%%

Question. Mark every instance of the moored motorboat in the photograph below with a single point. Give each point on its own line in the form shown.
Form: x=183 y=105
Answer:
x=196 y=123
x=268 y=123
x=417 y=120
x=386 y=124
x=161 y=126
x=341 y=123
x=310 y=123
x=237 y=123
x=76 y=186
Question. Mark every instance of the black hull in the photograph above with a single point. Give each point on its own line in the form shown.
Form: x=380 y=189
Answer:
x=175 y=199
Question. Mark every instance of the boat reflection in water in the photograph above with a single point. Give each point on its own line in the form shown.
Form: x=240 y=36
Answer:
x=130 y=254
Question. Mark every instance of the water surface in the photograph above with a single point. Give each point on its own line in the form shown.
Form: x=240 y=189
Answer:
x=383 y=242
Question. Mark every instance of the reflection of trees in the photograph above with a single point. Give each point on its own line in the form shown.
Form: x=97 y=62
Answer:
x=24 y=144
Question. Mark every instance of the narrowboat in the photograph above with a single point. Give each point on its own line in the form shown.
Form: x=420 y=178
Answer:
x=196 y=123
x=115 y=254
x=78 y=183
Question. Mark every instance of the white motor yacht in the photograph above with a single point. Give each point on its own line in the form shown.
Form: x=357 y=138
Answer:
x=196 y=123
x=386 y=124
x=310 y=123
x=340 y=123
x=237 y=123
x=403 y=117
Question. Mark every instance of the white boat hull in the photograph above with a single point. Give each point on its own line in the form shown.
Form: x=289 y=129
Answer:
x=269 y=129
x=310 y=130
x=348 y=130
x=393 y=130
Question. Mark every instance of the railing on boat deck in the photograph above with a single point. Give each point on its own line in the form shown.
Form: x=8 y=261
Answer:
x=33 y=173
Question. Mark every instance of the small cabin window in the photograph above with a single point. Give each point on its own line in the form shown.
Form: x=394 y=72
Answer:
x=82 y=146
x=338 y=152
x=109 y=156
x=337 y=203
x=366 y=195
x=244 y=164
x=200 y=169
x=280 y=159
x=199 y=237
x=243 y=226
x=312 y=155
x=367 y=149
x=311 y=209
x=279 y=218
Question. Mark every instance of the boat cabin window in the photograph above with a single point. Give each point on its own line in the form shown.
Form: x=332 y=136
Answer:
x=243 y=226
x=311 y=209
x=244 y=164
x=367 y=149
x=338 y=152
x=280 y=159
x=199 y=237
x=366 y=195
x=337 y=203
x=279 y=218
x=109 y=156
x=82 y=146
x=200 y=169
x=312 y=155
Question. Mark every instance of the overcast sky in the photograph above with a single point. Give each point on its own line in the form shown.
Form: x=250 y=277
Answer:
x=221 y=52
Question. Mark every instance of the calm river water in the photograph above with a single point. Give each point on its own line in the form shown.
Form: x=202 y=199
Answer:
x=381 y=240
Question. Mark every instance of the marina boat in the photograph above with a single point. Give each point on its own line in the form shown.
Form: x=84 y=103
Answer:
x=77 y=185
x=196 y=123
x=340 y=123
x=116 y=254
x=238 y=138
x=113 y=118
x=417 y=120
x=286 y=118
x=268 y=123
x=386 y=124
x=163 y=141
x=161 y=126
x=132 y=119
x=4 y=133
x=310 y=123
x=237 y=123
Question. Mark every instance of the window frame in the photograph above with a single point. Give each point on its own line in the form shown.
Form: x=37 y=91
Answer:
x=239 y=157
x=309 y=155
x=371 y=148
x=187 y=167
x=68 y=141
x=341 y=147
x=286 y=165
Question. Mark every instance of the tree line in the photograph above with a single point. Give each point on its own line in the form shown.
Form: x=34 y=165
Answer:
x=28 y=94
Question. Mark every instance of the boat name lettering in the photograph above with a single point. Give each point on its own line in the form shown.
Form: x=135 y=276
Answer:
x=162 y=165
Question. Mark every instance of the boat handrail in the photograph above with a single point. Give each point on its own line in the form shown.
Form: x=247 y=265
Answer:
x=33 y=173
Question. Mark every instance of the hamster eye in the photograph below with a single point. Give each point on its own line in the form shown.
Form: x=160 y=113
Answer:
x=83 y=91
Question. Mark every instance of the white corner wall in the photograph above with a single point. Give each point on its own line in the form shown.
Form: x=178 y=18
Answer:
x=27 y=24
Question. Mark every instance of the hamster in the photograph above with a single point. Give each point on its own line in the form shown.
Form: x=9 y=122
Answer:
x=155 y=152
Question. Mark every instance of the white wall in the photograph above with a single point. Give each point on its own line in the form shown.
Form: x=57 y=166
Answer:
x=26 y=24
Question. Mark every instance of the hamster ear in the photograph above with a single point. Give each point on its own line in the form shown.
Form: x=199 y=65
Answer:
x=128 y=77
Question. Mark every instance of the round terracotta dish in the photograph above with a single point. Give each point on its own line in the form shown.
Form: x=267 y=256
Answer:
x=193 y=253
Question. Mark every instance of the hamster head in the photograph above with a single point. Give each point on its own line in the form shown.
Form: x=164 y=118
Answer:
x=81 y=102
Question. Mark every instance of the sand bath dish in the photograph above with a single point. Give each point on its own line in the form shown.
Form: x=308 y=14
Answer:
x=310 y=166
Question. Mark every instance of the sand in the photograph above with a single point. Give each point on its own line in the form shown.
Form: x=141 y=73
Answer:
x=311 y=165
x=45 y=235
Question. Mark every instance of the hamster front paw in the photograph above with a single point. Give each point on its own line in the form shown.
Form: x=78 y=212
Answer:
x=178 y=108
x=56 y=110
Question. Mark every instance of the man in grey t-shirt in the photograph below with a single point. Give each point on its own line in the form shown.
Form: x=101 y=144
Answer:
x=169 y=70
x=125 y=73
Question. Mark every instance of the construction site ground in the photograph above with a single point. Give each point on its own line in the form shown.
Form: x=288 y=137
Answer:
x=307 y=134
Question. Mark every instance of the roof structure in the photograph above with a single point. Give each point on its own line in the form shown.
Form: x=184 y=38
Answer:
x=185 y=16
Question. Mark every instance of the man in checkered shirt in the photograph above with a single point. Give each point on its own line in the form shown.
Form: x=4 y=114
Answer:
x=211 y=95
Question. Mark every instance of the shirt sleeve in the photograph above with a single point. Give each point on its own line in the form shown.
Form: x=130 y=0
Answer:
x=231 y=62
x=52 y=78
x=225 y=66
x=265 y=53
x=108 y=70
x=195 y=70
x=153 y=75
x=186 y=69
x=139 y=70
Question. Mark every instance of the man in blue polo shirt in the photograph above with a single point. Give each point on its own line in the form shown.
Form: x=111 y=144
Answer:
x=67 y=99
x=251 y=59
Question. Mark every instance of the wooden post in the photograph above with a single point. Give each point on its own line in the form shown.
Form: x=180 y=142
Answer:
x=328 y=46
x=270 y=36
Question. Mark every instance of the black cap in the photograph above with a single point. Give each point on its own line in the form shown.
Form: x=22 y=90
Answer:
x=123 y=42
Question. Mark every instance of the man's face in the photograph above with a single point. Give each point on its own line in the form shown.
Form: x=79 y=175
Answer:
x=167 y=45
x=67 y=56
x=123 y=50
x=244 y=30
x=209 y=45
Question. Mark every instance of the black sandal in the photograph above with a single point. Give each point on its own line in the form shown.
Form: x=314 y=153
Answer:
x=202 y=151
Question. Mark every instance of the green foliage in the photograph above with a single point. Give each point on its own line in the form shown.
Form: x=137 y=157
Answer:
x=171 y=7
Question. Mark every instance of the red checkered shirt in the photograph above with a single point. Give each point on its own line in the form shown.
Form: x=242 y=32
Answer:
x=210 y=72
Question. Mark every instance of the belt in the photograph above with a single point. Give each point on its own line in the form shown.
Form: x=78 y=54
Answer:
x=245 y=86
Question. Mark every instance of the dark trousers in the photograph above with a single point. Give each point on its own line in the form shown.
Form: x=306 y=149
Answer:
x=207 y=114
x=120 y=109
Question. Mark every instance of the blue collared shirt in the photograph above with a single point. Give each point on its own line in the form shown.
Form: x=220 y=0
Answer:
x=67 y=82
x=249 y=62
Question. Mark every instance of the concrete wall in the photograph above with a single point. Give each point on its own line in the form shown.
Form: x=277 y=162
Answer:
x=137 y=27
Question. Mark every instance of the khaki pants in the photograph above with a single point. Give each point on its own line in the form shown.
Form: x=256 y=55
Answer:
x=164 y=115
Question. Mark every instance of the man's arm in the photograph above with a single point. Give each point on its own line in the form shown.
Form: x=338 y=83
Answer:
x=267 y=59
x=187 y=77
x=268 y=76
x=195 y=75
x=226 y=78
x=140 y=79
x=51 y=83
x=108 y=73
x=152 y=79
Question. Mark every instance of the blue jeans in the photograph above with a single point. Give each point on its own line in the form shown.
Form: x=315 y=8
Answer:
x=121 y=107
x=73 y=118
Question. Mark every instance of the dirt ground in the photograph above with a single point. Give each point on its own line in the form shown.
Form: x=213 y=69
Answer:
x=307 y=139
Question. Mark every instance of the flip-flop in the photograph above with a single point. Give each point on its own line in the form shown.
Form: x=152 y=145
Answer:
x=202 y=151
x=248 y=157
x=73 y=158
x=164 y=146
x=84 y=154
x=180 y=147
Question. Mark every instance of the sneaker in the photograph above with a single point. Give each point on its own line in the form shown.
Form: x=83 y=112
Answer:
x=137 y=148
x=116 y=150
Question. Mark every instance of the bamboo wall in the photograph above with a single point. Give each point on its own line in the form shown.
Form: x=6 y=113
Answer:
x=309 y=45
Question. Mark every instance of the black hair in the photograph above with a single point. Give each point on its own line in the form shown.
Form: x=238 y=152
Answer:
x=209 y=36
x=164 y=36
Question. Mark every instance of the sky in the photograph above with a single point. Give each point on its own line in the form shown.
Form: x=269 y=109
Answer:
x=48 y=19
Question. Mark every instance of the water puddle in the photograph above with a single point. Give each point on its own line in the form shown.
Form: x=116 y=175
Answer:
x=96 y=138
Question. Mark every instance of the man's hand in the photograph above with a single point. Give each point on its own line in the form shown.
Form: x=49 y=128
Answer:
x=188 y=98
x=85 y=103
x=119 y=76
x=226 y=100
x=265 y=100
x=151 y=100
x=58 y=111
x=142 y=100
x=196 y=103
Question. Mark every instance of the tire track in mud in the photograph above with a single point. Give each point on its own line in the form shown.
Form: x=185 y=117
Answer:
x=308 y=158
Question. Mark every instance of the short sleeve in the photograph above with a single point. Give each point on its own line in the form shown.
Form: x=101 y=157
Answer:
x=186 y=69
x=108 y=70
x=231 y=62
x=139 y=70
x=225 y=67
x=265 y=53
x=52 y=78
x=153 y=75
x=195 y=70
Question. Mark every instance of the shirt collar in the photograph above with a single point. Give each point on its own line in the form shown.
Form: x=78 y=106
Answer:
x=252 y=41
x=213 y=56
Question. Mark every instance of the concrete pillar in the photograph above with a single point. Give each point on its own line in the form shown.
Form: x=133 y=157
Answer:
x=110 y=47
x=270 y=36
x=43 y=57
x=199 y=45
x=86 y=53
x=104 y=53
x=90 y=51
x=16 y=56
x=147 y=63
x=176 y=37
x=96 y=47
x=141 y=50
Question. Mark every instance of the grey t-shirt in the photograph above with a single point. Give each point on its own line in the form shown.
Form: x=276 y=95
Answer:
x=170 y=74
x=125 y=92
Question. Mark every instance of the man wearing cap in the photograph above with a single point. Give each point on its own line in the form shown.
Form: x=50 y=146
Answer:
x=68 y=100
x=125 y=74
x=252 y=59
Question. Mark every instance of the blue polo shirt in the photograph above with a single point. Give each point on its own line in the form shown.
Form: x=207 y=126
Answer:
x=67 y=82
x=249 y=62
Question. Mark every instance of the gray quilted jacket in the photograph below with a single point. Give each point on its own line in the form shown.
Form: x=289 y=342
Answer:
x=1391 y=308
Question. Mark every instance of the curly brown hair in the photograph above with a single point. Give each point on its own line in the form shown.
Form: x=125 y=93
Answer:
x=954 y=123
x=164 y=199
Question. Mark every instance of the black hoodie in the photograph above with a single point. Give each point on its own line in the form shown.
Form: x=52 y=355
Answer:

%%

Exercise: Write out exactly the lines from the one containing "Form: x=207 y=126" through the end of the data, both included. Add nothing else.

Task result:
Form: x=207 y=126
Answer:
x=67 y=82
x=249 y=62
Question. Mark every instance of the gray quilted jacket in the photograph below with a single point. Give each point on its own line in the form shown.
Form: x=289 y=342
Answer:
x=1391 y=308
Question. Mark every instance of the curly brown hair in the photograph above with a single point. Give each point on its own line in the form shown.
Form: x=125 y=93
Answer:
x=954 y=123
x=164 y=199
Question. Mark every instance of the black hoodie in the photograph above with a single point. Give each point on its own line in the form shown.
Form: x=52 y=355
Answer:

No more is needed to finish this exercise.